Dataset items
* Begin *
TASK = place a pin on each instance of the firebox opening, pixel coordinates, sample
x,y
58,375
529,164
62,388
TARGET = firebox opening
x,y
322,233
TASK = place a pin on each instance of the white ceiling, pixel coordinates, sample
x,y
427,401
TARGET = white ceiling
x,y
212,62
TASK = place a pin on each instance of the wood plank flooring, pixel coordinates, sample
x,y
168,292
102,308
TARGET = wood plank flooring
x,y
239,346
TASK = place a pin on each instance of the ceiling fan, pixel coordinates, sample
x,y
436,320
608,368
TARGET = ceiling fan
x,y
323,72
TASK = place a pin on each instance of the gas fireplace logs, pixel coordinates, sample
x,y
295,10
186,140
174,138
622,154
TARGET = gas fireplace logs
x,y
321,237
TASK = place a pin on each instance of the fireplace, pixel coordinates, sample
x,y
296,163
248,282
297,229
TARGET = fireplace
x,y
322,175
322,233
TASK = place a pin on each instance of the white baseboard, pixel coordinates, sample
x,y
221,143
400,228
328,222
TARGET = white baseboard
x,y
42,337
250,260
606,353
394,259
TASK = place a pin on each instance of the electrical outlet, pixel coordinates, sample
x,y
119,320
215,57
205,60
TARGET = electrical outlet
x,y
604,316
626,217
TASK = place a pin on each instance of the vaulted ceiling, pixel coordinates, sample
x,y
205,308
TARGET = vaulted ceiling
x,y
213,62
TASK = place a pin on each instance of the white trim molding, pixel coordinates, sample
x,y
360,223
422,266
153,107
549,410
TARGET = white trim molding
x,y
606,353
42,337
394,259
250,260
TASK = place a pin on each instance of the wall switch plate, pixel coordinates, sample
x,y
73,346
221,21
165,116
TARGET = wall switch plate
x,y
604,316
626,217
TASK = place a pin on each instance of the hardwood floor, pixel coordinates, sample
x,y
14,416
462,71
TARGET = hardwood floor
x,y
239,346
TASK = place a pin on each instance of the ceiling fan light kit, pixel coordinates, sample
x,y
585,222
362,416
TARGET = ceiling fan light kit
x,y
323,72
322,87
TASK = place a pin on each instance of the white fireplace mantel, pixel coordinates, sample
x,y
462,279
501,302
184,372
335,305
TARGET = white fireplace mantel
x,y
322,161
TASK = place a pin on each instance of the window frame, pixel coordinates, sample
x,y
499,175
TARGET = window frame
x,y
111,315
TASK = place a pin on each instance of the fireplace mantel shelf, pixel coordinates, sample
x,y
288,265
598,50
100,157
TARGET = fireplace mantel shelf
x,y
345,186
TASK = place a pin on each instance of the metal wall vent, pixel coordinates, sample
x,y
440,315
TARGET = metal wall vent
* End *
Problem details>
Arrange the stretch of the material from the line that contains "kit, pixel coordinates, sample" through the end of the material as a JSON list of strings, with one string per line and blank lines omitted.

Response below>
[
  "TASK = place a pin on each instance of the ceiling fan light kit, pixel coordinates, sample",
  "x,y",
  "585,222",
  "362,416",
  "TARGET = ceiling fan light kit",
  "x,y",
  "323,72",
  "322,87",
  "TASK = place a pin on each instance of the white fireplace mantel, pixel coordinates, sample",
  "x,y",
  "462,279",
  "501,302",
  "184,372",
  "335,305",
  "TARGET = white fireplace mantel",
  "x,y",
  "322,161",
  "TASK = place a pin on each instance of the window frame, pixel coordinates, sample",
  "x,y",
  "499,175",
  "TARGET = window frame",
  "x,y",
  "111,315",
  "TASK = place a pin on each instance of the fireplace mantel shelf, pixel coordinates, sample",
  "x,y",
  "288,265",
  "598,50",
  "100,157",
  "TARGET = fireplace mantel shelf",
  "x,y",
  "345,186",
  "TASK = place a pin on each instance of the metal wall vent, pixel coordinates, sample",
  "x,y",
  "440,315",
  "TARGET = metal wall vent"
]